I worked all yesterday afternoon in the Art Studio making cards. My intention was to make all my cards this year. I bought cards for the ones I wanted to get out early but then thought, “Wouldn’t it be nice to make my cards?” Yes. It was a lovely idea, however…
As a friend who is a painter entered the Studio yesterday she asked me what I was doing and I told her I was making Christmas cards. She looked at me as if I had lost my mind and then said, “You know they aren’t going to get there before Christmas at the rate you are going!” Humph! I thought. She obviously does not know the great joy my handmade cards will bring—even if they arrive after Christmas.
After almost 5 hours of making cards yesterday, I arrived home and counted the number of those remaining on my card list (which is not huge as I only send cards to those who are far away and those who generally only hear from us and we from them once a year). But still…
I have a lot of good ideas. At least, I think they are good ideas. But the reality is, as my husband reminded me this morning, “If you want to handcraft all your Christmas cards, you need to start that project in January!” He tells the truth. And I should. But I know I won’t. I’d like to send all beautiful handcrafted cards but I know that effort would last about two days in January and then I will have thought of 43 other projects I want to do and the cards would be set aside until December…
I am not really a procrastinator, though I do like that kick of energy that comes when a deadline is looming. I much prefer to have a project finished early. The problem is that rarely happens. Too many other ideas and projects get in the way it seems. Adult ADHD? Maybe.
And there is no rhyme or reason why some on my list of dearly loved will get a digital greeting with attached Christmas letter (sometimes I don’t have a physical mailing address—just an email address) and some will get a handmade card (which, who knows, they might find ugly) and others will get a lovely store-bought card which may or may not arrive by Christmas. I don’t divide friends into those groups. I just start writing notes, making cards, mailing cards in the order they pop into my brain. There is no hierarchy to my procrastination. Okay, I am a BIT of a procrastinator. I confess.
I faced into the impossibility of making all my Christmas cards this year and made a quick trip to Barnes and Noble this morning. I was surprised and delighted that they still had a wonderful selection of cards.

▸ Work task A:
In the post about handmade Christmas cards, condense the paragraph beginning "I have a lot of good ideas" into two or three sentences that keep its main facts.
▸ Work task B:
According to the post about handmade Christmas cards, how long did the writer spend making cards yesterday before arriving home?

▸ Data for analysis:
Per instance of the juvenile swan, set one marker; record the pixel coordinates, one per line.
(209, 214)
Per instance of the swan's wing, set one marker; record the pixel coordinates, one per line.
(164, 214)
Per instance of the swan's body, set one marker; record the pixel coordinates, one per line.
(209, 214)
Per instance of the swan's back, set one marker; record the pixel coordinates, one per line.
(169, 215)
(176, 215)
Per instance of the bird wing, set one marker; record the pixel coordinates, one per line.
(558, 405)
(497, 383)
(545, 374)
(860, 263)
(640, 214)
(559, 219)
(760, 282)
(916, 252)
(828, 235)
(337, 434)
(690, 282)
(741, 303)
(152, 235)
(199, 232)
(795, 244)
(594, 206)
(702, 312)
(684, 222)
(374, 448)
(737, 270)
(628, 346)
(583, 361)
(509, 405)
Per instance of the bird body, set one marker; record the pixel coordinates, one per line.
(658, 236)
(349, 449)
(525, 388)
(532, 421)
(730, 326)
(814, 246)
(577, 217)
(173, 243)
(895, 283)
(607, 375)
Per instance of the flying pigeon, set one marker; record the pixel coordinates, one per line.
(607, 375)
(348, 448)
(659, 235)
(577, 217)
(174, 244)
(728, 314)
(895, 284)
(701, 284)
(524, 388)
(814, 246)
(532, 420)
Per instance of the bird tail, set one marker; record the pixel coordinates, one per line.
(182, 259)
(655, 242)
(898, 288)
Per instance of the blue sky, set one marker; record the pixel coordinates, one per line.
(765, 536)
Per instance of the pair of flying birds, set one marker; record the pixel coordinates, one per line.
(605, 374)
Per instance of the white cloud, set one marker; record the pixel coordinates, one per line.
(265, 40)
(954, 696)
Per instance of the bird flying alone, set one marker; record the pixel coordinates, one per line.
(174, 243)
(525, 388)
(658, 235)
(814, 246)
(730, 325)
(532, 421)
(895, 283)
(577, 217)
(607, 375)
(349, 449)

▸ Answer box A:
I have many ideas I think are good, but my husband reminded me this morning that handcrafting all my Christmas cards would mean starting in January. He is right, yet I know I won't. The effort would last about two days before 43 other projects pushed the cards aside until December.

▸ Answer box B:
Almost 5 hours.